> [Assignment 1] Copy out the Big Stick passage from "While the band" up to and including "soundtrack, for Besotted.", renaming "Drag Racing" as "Hot Rodding".
> [Assignment 2] Check each statement against the Big Stick passage and answer yes or no, quoting the words that settle it. (a) The box set held ten 7" singles. (b) The box set took its name from a Sonic Youth track. (c) The real Devil's Jukebox was given away as a prize by a US music publication.
> [Assignment 3] Pick up the Big Stick passage after its last sentence and keep writing.

In 1990, Blast First records released a box set of 10 7" singles by various artists on their roster, including Sonic Youth, Dinosaur Jr., Big Black, the Butthole Surfers and Sun Ra. The box set was named after the Big Stick track it contained, Devil's Jukebox. Many of "The Devil's Jukebox" tracks were also included on the Blast First compilation album "Nothing Short of Total War". A real "Devil's Jukebox," complete with horns, tail, and added devilish accessories were fabricated and stocked with the records of the box set. It was subsequently used as a prize in a contest/campaign held by a UK music publication.

While the band stayed together and circa 2008 performed with My Life with the Thrill Kill Kult, it is still for Drag Racing that they are best known. They have also collaborated on a film soundtrack, for Besotted.

> [Listed entries]
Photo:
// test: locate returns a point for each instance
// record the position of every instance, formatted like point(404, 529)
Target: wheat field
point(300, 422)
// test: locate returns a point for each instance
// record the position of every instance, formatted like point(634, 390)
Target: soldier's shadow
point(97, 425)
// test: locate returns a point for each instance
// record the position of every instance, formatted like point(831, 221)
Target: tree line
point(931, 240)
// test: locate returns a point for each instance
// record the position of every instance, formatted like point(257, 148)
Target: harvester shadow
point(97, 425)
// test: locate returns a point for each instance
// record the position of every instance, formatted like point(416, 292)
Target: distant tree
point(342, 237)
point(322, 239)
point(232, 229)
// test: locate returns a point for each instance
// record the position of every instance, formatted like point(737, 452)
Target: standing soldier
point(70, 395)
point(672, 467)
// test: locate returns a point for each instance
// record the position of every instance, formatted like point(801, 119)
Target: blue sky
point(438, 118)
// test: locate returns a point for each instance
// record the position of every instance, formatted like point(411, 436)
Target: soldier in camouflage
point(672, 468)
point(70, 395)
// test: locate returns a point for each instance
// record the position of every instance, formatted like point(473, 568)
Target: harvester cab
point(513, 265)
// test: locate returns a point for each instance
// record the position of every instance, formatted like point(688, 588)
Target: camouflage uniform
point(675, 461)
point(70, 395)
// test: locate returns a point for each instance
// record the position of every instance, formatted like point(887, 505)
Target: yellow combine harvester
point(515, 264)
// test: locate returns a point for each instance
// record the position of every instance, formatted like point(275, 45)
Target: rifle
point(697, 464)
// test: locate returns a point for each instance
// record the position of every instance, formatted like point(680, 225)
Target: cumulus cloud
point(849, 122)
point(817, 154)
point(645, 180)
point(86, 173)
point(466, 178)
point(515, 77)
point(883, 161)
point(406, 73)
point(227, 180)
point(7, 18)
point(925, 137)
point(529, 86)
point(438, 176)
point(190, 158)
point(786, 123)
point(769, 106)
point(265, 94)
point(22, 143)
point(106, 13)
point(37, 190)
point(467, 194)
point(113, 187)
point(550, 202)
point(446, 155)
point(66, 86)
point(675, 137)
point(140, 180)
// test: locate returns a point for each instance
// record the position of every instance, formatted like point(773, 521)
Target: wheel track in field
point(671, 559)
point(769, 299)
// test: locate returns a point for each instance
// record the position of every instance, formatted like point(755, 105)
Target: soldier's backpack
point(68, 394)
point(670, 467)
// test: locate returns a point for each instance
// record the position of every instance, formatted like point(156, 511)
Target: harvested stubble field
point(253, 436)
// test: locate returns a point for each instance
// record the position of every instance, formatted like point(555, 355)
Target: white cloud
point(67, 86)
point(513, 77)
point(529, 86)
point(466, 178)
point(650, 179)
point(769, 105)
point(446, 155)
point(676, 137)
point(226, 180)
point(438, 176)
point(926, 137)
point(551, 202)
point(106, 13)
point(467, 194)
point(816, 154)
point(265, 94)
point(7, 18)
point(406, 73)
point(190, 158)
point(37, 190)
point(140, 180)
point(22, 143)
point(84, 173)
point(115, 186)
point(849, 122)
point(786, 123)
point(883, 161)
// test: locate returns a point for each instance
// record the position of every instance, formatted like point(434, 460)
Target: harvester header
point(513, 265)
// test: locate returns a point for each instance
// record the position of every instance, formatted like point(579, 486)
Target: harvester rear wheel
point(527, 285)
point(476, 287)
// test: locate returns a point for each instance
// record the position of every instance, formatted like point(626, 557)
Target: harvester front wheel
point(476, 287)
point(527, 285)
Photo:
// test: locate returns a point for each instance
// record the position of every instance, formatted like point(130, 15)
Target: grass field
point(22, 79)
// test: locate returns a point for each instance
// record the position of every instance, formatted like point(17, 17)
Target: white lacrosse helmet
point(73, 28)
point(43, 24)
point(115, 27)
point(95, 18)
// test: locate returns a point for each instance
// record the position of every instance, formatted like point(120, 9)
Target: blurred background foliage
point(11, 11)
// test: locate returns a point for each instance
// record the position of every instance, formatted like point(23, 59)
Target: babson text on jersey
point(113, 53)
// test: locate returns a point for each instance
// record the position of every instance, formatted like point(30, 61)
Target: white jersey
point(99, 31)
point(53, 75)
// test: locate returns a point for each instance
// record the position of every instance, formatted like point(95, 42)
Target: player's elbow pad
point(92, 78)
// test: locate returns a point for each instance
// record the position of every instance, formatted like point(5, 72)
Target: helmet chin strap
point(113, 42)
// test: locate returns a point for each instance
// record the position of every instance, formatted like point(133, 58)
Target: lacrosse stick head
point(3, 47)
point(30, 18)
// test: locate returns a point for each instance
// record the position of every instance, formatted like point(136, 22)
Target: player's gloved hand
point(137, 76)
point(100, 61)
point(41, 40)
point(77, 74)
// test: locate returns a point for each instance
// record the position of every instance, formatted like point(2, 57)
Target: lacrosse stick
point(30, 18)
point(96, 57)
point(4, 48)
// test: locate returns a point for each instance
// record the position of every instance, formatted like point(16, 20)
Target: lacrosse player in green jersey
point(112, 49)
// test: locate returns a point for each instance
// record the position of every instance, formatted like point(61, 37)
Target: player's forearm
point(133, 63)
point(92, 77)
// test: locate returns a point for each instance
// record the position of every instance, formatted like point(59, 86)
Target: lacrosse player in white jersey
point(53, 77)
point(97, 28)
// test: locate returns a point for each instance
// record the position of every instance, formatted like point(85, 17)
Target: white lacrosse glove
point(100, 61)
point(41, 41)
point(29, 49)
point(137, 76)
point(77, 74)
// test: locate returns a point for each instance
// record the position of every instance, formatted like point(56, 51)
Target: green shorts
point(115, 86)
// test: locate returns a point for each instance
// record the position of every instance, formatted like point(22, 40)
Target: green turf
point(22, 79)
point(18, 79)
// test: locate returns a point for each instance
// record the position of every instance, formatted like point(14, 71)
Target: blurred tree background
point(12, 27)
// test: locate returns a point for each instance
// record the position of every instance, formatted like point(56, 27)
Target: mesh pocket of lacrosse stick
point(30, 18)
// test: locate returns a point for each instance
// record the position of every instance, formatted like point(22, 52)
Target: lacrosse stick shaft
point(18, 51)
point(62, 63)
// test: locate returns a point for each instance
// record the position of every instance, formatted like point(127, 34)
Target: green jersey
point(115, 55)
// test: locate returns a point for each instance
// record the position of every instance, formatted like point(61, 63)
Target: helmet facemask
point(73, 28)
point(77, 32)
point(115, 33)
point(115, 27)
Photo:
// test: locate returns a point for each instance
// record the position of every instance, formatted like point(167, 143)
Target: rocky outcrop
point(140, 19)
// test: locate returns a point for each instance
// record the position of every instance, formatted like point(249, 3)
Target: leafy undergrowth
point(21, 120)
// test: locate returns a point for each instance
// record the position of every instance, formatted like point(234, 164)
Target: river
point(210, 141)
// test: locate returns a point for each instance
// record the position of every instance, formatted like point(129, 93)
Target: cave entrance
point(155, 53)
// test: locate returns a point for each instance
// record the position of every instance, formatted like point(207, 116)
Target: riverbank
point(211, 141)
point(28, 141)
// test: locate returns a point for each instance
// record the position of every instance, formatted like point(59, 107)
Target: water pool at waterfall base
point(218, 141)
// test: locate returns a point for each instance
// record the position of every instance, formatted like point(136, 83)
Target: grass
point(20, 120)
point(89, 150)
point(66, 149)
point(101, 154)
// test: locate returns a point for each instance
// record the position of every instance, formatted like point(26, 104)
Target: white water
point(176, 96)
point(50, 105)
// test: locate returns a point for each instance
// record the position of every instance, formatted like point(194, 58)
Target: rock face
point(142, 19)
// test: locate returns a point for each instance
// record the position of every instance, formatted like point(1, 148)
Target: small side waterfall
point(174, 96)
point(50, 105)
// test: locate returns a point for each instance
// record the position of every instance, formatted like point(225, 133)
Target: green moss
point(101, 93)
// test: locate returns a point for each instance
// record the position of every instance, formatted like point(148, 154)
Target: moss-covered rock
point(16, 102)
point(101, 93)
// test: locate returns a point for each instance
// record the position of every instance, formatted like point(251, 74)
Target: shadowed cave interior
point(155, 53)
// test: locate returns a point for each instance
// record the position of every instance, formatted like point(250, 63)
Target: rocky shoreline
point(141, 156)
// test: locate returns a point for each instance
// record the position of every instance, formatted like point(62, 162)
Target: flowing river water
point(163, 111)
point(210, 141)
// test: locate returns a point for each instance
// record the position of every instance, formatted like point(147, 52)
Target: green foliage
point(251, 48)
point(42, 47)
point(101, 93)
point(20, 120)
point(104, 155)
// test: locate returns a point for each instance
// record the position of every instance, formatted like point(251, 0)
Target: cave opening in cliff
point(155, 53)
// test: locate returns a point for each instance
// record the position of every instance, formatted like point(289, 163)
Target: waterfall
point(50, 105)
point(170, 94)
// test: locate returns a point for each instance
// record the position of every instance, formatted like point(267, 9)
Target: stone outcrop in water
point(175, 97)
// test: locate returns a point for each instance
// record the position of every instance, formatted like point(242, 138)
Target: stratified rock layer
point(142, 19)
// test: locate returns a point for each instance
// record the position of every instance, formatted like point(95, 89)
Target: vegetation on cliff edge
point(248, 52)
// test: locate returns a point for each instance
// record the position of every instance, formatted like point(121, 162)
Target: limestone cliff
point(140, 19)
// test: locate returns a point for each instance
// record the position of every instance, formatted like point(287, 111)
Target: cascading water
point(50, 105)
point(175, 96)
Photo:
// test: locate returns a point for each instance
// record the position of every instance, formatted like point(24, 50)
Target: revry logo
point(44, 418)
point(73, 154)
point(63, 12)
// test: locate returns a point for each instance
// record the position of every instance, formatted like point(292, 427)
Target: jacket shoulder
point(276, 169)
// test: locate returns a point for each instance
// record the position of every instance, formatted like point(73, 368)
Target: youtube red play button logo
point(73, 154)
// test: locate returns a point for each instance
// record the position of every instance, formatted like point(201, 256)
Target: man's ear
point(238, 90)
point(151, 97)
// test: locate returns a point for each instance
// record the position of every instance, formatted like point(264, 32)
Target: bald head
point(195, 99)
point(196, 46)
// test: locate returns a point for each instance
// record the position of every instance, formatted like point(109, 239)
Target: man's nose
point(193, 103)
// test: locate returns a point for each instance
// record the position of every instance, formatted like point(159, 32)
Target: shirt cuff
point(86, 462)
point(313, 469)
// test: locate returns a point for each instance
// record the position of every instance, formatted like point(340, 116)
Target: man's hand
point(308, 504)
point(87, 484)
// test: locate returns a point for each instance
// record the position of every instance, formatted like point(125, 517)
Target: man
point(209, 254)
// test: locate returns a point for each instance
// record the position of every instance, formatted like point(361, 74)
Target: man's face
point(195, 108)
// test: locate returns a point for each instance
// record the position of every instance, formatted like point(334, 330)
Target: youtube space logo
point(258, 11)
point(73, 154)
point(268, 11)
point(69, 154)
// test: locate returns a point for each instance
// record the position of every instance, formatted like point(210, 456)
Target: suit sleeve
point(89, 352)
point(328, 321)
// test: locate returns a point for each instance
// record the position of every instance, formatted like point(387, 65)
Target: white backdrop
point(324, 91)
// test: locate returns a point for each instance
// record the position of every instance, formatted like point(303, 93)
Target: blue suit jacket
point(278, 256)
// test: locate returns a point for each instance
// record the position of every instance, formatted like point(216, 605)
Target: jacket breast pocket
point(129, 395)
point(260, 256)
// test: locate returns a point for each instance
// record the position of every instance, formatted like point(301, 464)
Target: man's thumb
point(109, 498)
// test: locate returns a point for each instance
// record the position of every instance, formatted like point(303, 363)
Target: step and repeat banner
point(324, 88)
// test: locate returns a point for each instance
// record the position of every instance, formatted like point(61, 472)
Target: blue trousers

> [Response 1]
While the band stayed together and circa 2008 performed with My Life with the Thrill Kill Kult, it is still for Hot Rodding that they are best known. They have also collaborated on a film soundtrack, for Besotted.

> [Response 2]
(a) Yes: "a box set of 10 7" singles"
(b) No: "named after the Big Stick track it contained, Devil's Jukebox"
(c) No: "a contest/campaign held by a UK music publication"

> [Response 3]
In 2019 Big Stick entered into an exclusive agreement with Forte Music Distribution of the United Kingdom to establish Drag Racing Underground Records. 2019 releases as a result of this relationship included a reissue and remastering of the original "DRAG RACING" 7" for April's International Record Store Day (featuring a repro sleeve) and a "Much of the Best of Big Stick" vinyl album featuring a long-playing collection of popular Big Stick selections released in May 2019. Then the long-awaited multiple years in the making, 'all-new' Big Stick album simply titled "LP" came out in June/July 2019. "LP" featured 15 'new' songs and guest appearances from some of the duo's musician friends, including Fred Schneider of The B-52's, Groovie Mann of My Life with the Thrill Kill Kult, Jerry A of Poison Idea and Johnny Kelly of Type O Negative/Danzig (band) among others (see discography for a full list of guest musicians appearing on the album). "LP" was released on vinyl and CD formats and both formats include a bonus "Some of the Best of Big Stick" CD EP.

== Discography ==
- Drag Racing (Blast First/Rough Trade 12″ E.P. 1986)
- Live in London (Recess cassette 1986)
- “Jesus Was Born on an Indian Reservation” (Target You compilation cassette on Wally and the Beaver 1986)
- “Drag Racing”/”Hell on Earth” (Recess Records 7″ 1986)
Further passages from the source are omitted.